* [EXERCISE OBJECTIVE]: Starting at the line that contains "any dry reed" and continuing through the last line, reproduce the lines with "crop health pipeline" replaced by "yield mapping pipeline" and everything else left unchanged.
>> BEGIN
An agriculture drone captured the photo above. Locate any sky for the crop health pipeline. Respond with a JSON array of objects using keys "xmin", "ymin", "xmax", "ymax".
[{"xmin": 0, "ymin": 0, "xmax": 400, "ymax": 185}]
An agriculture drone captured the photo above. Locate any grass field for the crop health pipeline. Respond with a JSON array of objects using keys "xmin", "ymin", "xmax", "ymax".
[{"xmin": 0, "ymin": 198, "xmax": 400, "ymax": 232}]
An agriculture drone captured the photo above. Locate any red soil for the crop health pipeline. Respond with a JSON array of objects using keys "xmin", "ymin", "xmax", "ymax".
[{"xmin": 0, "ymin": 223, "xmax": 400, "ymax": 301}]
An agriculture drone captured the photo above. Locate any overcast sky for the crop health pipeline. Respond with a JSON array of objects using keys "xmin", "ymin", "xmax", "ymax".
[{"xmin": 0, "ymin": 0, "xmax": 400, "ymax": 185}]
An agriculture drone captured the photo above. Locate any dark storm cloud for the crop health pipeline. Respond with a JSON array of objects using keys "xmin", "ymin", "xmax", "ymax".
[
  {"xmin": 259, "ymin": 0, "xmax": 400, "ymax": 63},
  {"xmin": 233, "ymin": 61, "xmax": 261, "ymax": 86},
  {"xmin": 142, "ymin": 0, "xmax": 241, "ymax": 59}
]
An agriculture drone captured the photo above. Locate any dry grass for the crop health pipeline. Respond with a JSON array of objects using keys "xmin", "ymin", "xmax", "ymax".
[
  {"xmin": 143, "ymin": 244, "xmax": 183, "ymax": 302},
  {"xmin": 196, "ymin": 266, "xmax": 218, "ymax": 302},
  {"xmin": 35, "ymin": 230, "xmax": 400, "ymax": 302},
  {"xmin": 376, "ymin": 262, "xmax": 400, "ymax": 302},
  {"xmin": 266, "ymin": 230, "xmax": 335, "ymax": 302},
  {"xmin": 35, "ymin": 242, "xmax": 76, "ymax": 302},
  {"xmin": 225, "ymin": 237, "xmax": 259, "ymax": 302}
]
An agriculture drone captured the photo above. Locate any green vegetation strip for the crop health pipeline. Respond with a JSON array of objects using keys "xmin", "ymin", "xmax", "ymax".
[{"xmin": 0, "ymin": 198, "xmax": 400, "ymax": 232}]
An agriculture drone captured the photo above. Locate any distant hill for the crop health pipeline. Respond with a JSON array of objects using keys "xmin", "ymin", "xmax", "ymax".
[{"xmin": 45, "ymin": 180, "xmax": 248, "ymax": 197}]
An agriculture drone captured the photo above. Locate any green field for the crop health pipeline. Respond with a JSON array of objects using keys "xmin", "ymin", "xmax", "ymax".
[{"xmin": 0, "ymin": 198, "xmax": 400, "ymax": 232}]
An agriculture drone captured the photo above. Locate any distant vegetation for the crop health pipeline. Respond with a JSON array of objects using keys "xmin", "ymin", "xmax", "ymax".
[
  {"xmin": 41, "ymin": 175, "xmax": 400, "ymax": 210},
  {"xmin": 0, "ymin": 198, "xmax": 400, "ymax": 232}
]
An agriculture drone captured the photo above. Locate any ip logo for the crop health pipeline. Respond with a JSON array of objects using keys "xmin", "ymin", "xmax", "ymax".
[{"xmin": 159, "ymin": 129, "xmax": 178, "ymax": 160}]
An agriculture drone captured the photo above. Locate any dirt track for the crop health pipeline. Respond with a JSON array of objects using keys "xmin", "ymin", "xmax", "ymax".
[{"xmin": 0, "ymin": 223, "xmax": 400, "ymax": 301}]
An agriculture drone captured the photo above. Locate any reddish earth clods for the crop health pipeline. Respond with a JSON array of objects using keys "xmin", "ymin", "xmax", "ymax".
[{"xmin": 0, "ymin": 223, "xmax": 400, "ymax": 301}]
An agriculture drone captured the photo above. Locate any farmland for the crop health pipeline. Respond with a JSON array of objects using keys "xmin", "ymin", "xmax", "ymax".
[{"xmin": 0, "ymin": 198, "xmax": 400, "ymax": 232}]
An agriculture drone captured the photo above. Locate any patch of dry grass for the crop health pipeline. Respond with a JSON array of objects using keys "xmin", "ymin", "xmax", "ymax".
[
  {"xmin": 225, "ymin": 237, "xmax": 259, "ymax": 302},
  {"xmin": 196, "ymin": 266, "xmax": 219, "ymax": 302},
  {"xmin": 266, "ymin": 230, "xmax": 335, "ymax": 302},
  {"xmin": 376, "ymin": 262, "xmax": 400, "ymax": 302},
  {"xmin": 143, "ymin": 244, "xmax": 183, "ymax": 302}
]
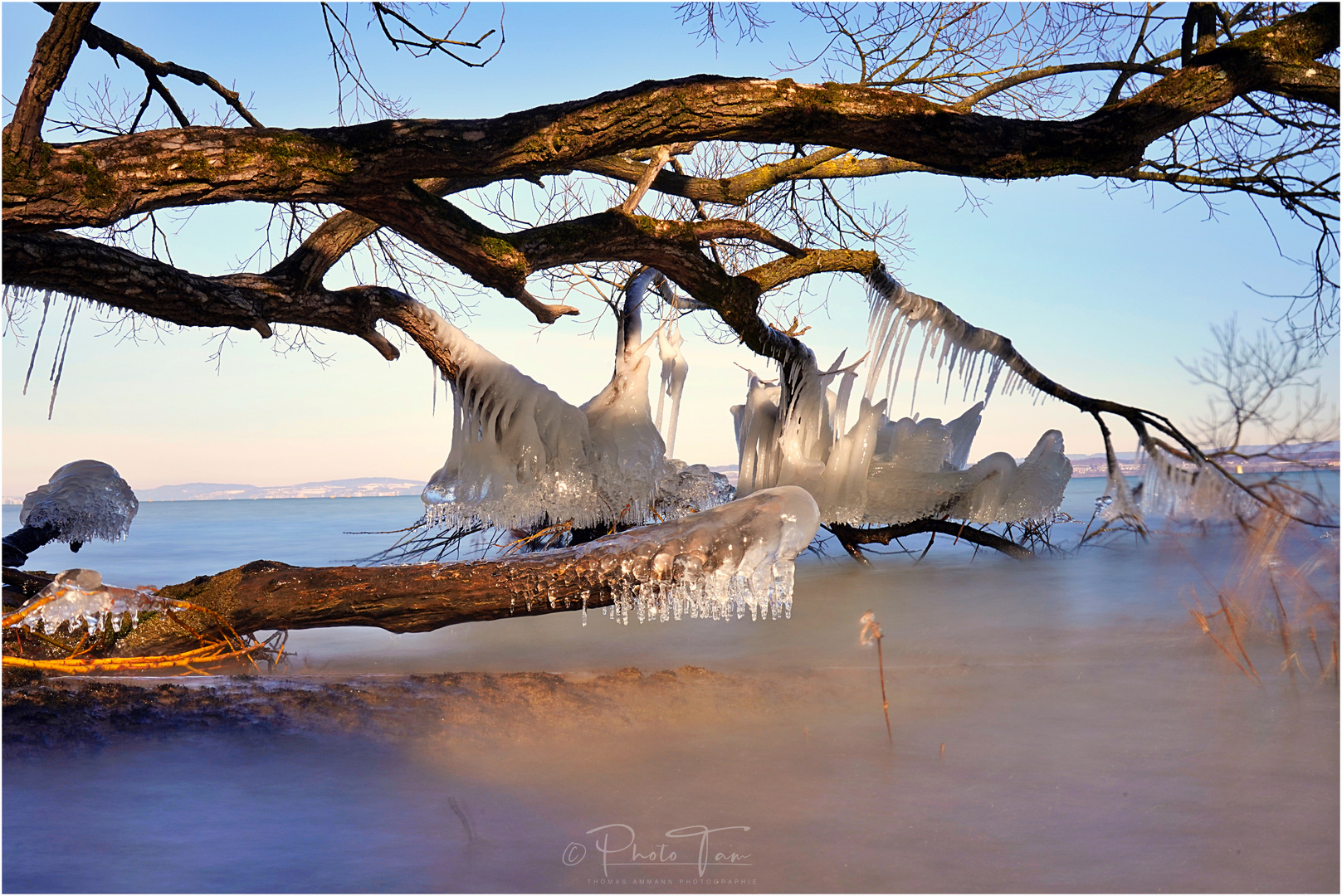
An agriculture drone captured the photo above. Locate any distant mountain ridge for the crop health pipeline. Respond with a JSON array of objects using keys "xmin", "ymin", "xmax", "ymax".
[
  {"xmin": 135, "ymin": 476, "xmax": 424, "ymax": 500},
  {"xmin": 2, "ymin": 441, "xmax": 1338, "ymax": 504}
]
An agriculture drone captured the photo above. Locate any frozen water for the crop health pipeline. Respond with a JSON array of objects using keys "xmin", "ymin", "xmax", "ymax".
[
  {"xmin": 864, "ymin": 263, "xmax": 1027, "ymax": 413},
  {"xmin": 1138, "ymin": 446, "xmax": 1261, "ymax": 520},
  {"xmin": 15, "ymin": 569, "xmax": 165, "ymax": 635},
  {"xmin": 416, "ymin": 290, "xmax": 722, "ymax": 528},
  {"xmin": 576, "ymin": 485, "xmax": 820, "ymax": 625},
  {"xmin": 19, "ymin": 460, "xmax": 139, "ymax": 542}
]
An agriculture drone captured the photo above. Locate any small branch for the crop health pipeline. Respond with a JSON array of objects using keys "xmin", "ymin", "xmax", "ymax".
[
  {"xmin": 37, "ymin": 2, "xmax": 265, "ymax": 128},
  {"xmin": 825, "ymin": 519, "xmax": 1035, "ymax": 559},
  {"xmin": 620, "ymin": 146, "xmax": 671, "ymax": 215}
]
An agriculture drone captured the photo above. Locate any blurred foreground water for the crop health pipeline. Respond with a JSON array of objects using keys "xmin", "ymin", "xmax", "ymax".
[{"xmin": 2, "ymin": 475, "xmax": 1340, "ymax": 892}]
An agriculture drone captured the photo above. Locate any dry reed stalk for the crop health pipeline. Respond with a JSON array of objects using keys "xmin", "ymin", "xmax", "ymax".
[{"xmin": 857, "ymin": 611, "xmax": 895, "ymax": 747}]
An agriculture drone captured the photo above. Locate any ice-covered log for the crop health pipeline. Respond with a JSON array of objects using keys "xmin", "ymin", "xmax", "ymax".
[
  {"xmin": 4, "ymin": 460, "xmax": 139, "ymax": 566},
  {"xmin": 78, "ymin": 489, "xmax": 820, "ymax": 656},
  {"xmin": 733, "ymin": 340, "xmax": 1071, "ymax": 526},
  {"xmin": 5, "ymin": 569, "xmax": 168, "ymax": 635}
]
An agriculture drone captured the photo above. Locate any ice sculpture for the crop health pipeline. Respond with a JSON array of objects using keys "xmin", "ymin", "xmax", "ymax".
[
  {"xmin": 416, "ymin": 268, "xmax": 730, "ymax": 528},
  {"xmin": 19, "ymin": 460, "xmax": 139, "ymax": 544},
  {"xmin": 576, "ymin": 485, "xmax": 820, "ymax": 625},
  {"xmin": 733, "ymin": 339, "xmax": 1071, "ymax": 526},
  {"xmin": 5, "ymin": 569, "xmax": 164, "ymax": 635},
  {"xmin": 864, "ymin": 263, "xmax": 1245, "ymax": 527}
]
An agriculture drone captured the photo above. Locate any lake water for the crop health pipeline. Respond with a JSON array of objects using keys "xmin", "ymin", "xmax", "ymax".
>> END
* [PROBLEM SOLUTION]:
An agriculture drone captured the photo above. Locate any dry reed stalk for the yield mapping pipeline. Respond with a JSON array of objects using keys "xmin", "ymin", "xmax", "ymax".
[{"xmin": 857, "ymin": 611, "xmax": 895, "ymax": 747}]
An agriculture drone captured the photo above. Locate any ice-covered log for the yield mapping pipeline. Respond with a JSON array of objects using keys "xmin", "ymin", "xmax", "ymax".
[
  {"xmin": 4, "ymin": 460, "xmax": 139, "ymax": 566},
  {"xmin": 78, "ymin": 489, "xmax": 820, "ymax": 656},
  {"xmin": 733, "ymin": 340, "xmax": 1071, "ymax": 526},
  {"xmin": 5, "ymin": 569, "xmax": 168, "ymax": 635}
]
An agriculture drone captured the photo above. Locate any ice sculpture for the yield mapping pipeline. Respond with a JSON array of objects using keys "xmin", "ymin", "xmax", "ymax".
[
  {"xmin": 416, "ymin": 268, "xmax": 730, "ymax": 528},
  {"xmin": 19, "ymin": 460, "xmax": 139, "ymax": 544},
  {"xmin": 576, "ymin": 485, "xmax": 820, "ymax": 625},
  {"xmin": 733, "ymin": 339, "xmax": 1071, "ymax": 526},
  {"xmin": 5, "ymin": 569, "xmax": 164, "ymax": 635},
  {"xmin": 864, "ymin": 263, "xmax": 1245, "ymax": 527}
]
An agriculture drone captured the photo above. Locate any lake water for the yield mapping pipeline. Respond with a JSON array of objects using keys "xmin", "ymin", "xmax", "ymax".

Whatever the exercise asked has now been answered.